Material for the task start
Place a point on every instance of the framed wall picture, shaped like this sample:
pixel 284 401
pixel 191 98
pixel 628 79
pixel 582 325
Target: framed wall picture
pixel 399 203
Material for the task end
## Objective
Can you return all the items above verbatim, keeping every line unchanged?

## Task output
Place a point on every instance of the framed wall picture, shaped like this sample:
pixel 284 401
pixel 191 98
pixel 628 79
pixel 582 325
Target: framed wall picture
pixel 399 203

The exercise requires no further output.